* WHAT THE EXERCISE ASKS: For the data below, say how many lines contain "wooden". Only the number should be given.

* INPUT DATA:
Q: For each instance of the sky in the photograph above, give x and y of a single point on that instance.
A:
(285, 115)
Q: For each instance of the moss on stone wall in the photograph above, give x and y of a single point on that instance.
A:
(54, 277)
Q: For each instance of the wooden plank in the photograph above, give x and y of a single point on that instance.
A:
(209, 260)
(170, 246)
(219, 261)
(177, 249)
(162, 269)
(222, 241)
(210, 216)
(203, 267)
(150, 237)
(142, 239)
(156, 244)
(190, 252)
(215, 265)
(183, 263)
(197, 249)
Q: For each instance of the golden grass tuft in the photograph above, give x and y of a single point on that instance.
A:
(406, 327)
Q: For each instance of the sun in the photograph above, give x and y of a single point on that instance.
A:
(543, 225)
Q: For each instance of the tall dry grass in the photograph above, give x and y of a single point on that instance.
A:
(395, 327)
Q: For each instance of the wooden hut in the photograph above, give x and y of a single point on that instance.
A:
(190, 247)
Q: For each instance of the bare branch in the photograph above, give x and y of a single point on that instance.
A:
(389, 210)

* RESULT: 2